*** Begin section ***
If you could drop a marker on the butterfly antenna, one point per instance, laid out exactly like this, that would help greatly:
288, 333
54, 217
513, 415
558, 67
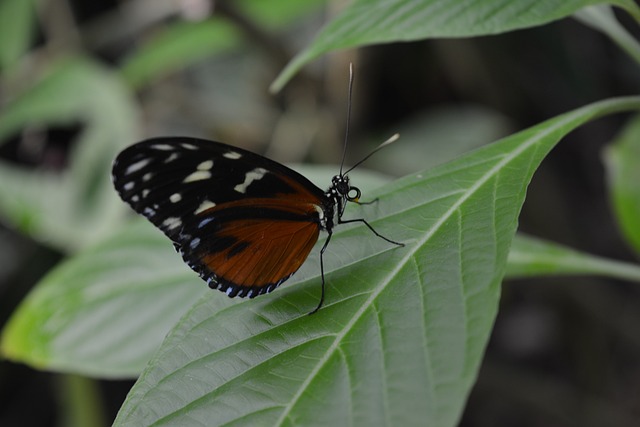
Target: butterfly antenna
393, 138
346, 133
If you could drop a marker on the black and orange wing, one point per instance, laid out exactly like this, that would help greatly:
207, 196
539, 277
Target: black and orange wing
243, 222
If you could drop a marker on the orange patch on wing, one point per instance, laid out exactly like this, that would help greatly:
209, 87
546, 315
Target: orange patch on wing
267, 251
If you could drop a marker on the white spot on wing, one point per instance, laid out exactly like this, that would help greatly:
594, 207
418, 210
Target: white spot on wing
133, 167
172, 157
165, 147
197, 176
172, 222
207, 204
194, 243
205, 166
205, 222
254, 175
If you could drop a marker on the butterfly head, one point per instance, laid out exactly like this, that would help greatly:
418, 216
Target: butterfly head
342, 188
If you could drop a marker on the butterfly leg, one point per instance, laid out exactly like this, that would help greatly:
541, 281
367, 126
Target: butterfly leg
370, 202
324, 247
364, 221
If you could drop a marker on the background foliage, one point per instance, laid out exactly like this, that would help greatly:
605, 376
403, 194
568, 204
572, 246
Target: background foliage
86, 293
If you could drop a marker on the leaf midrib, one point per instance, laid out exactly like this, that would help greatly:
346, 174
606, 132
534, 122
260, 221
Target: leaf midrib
410, 253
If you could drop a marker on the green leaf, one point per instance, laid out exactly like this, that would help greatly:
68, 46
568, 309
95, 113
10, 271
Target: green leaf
532, 257
17, 18
183, 43
366, 22
602, 18
105, 311
621, 160
403, 331
75, 206
177, 45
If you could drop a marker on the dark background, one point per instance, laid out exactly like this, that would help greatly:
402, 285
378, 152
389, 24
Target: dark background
564, 351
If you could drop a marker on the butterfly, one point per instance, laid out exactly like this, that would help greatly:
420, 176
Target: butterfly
243, 222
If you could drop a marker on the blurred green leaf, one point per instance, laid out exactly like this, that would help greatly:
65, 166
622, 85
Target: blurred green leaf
532, 257
275, 14
73, 207
601, 17
403, 331
622, 160
105, 311
176, 46
17, 18
183, 43
440, 135
366, 22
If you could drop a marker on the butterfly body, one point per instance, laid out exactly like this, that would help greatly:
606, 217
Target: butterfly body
243, 222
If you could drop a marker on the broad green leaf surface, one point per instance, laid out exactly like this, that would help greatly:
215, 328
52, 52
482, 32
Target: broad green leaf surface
401, 336
366, 22
104, 312
532, 257
622, 162
75, 206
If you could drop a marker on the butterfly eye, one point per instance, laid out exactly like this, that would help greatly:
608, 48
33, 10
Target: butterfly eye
353, 195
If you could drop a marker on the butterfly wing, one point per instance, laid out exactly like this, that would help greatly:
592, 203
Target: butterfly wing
243, 222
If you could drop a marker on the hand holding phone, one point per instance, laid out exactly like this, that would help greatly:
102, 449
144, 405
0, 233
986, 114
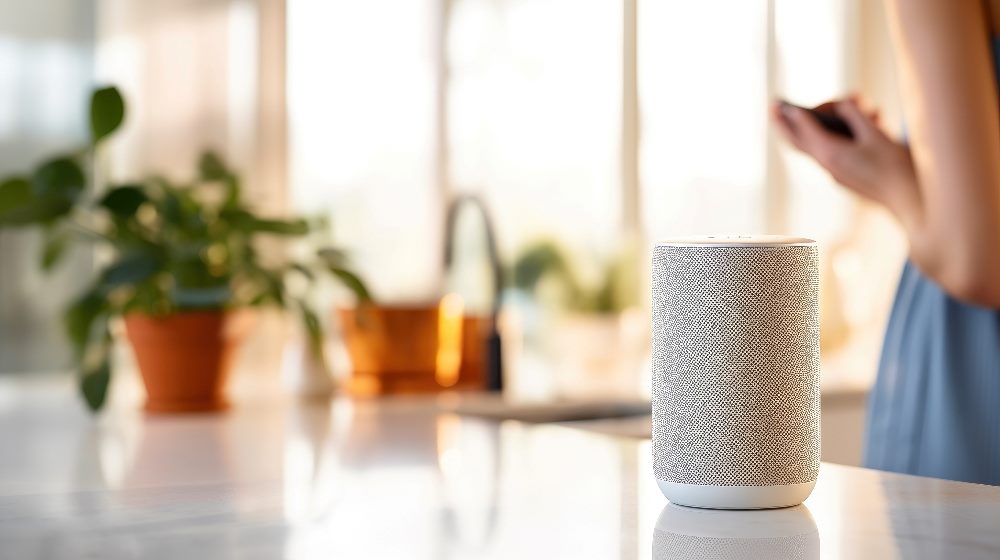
*** End section ***
Activity:
If a line falls between the one containing "Target: broad green leaf surface" and the last line of the entries above, both included, reproduce it exactly; leave the pictures out.

Output of the task:
Target: broad green leaf surface
401, 336
366, 22
104, 312
532, 257
622, 162
75, 206
If you could drop a marker on the butterfly eye, one point per instance, laid out exactly like this, that would help greatly:
608, 48
33, 10
Target: butterfly eye
353, 195
If you could drop a marker on the butterfly wing, one point per instance, laid out exactly like this, that would help greatly:
592, 203
Target: butterfly wing
243, 222
If you could drop a marker on the hand holding phone, one point per instance, laid out exactly like this, that would help greatly:
102, 449
144, 405
0, 233
986, 114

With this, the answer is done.